__Set task__
Could you output the part of the listing below that starts at the line containing "white wall in the photo above." and runs through the end of the listing as a Markdown table? Use the columns "Row" and "Line", and leave out any blank lines.

__Extracted information__
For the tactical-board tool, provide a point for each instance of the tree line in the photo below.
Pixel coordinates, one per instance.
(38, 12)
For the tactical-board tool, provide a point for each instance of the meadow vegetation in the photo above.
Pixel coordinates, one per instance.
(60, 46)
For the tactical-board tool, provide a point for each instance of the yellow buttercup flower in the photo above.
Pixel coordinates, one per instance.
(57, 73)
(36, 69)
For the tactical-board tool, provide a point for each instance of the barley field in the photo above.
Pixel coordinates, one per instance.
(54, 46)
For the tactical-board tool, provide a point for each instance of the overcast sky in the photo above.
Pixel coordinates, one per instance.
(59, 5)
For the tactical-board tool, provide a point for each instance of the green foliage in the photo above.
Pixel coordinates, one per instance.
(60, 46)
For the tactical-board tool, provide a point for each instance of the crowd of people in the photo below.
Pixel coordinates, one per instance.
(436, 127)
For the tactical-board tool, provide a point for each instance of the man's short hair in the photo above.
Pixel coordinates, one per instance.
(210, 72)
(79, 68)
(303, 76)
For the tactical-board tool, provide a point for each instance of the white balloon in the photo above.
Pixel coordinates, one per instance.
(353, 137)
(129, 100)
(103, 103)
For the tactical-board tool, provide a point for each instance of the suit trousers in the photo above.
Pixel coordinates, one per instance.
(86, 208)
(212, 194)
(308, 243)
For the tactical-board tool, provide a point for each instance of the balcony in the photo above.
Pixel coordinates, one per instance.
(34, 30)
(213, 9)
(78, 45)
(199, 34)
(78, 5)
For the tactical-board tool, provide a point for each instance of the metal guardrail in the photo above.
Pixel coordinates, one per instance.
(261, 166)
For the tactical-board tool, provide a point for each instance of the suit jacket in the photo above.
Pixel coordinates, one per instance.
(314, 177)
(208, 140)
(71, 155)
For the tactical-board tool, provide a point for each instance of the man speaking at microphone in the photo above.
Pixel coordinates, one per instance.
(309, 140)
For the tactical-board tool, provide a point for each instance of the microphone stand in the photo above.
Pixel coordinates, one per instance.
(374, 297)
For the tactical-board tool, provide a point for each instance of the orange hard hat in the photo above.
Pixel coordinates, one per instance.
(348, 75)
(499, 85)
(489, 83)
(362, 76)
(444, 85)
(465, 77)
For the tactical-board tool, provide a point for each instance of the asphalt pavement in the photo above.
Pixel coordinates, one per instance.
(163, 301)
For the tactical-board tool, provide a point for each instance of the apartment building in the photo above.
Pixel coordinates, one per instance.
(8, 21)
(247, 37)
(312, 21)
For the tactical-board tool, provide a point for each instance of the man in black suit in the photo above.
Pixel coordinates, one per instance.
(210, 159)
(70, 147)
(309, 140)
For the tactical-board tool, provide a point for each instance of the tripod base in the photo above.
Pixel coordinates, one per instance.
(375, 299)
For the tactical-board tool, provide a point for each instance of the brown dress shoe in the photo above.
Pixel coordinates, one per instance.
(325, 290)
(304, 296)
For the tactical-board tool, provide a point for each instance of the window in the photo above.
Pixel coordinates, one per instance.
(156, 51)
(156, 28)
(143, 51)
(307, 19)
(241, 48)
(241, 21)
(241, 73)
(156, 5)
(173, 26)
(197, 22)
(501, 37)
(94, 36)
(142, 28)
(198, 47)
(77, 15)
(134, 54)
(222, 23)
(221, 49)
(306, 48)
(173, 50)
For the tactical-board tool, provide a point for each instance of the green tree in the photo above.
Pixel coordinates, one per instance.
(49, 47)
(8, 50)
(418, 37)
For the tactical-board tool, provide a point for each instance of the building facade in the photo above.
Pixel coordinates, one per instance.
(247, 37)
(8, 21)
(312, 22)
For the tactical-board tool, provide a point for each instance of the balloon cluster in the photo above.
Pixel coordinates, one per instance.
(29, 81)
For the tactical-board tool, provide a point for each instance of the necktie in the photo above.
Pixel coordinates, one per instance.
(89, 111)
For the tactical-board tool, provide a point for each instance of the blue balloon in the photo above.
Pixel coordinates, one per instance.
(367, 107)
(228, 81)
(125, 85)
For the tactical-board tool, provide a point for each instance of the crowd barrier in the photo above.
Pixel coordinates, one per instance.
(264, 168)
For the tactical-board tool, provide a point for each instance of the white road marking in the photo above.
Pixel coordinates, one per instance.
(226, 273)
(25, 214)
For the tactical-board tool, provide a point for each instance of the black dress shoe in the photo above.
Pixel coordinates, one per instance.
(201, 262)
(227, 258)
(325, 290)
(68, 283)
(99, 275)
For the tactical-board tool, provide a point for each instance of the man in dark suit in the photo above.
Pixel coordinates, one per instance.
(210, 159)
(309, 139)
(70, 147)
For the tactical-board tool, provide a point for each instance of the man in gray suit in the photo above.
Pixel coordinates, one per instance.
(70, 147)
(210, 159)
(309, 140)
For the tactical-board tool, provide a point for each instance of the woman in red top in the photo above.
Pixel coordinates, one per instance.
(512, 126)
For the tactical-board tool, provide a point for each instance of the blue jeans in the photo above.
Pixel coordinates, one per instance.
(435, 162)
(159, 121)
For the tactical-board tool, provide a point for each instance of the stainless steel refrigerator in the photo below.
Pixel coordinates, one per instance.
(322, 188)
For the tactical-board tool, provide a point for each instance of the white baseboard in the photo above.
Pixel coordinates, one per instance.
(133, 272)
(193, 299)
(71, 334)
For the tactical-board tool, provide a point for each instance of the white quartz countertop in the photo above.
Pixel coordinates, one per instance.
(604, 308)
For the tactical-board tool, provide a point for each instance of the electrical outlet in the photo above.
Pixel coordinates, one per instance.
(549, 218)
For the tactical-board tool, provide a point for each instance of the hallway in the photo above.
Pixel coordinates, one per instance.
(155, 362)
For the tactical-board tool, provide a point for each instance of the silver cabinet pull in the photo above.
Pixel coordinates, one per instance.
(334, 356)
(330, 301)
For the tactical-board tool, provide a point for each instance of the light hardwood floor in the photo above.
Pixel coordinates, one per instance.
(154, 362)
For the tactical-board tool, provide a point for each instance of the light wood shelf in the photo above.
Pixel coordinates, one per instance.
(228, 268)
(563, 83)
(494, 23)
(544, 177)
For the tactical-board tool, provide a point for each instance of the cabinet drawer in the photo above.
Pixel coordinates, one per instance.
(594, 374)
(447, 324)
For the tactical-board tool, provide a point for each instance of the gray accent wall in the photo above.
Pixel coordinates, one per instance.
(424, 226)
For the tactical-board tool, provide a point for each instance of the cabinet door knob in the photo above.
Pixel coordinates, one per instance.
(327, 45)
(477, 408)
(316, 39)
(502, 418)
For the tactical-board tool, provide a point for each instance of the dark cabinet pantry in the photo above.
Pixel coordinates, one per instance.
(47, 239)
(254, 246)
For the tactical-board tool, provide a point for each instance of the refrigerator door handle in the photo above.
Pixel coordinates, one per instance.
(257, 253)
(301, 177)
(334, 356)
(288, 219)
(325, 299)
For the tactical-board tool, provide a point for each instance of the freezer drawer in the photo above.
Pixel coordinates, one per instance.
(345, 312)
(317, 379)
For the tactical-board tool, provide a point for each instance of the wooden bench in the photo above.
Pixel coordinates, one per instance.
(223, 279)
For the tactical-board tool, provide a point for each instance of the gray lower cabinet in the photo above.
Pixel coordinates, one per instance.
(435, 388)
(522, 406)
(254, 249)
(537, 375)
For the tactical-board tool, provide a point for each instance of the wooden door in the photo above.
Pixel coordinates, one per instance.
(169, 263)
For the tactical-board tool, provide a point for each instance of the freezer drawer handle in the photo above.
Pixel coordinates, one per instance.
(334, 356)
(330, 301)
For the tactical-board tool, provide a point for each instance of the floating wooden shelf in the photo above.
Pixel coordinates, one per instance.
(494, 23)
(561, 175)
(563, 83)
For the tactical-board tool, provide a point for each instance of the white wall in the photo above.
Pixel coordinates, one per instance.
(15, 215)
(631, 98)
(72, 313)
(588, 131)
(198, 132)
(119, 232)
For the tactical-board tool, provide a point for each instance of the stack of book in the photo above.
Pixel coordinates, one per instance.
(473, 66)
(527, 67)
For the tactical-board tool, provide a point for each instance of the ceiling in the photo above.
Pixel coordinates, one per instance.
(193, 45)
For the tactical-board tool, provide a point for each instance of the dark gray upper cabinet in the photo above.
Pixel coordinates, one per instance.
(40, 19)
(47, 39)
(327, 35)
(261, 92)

__Finished exercise__
| Row | Line |
|---|---|
| 1 | For the tactical-board tool, provide a point for each instance of the white wall in the photo above. |
| 2 | Pixel coordinates, one per instance. |
| 3 | (15, 215) |
| 4 | (631, 98) |
| 5 | (72, 313) |
| 6 | (588, 131) |
| 7 | (198, 132) |
| 8 | (119, 232) |
| 9 | For the tactical-board tool, provide a point for each instance of the stack of book in the photo above. |
| 10 | Pixel coordinates, one per instance. |
| 11 | (473, 66) |
| 12 | (527, 67) |
| 13 | For the tactical-board tool, provide a point for each instance of the ceiling in the photo above. |
| 14 | Pixel coordinates, one per instance. |
| 15 | (193, 45) |
| 16 | For the tactical-board tool, provide a point for each instance of the dark gray upper cabinet in the photo above. |
| 17 | Pixel coordinates, one per instance. |
| 18 | (40, 19) |
| 19 | (47, 39) |
| 20 | (327, 35) |
| 21 | (261, 92) |